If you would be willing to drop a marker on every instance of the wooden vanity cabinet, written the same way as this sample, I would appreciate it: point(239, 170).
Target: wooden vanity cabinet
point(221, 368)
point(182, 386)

:::

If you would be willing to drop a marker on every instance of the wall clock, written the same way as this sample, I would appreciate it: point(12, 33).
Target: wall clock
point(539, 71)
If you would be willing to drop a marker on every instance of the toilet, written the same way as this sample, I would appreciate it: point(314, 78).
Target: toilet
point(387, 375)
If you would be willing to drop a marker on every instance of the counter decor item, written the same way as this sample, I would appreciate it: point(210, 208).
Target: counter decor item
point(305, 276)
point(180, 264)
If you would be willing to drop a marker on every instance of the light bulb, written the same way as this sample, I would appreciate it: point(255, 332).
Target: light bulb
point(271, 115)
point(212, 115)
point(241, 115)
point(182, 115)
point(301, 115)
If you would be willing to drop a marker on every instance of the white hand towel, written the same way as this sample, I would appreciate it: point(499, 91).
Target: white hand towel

:::

- Given request
Rewrite the items from the line containing "it: point(239, 170)." through the line containing "point(182, 386)". Increase every coordinate in the answer points by 137, and keep the request lines and their sample points as they are.

- Final result
If you would be willing to drop a marker on every instance of the wooden vanity cabinet, written the same way as this sample, I would appreciate it: point(239, 170).
Target: wooden vanity cabinet
point(358, 505)
point(319, 523)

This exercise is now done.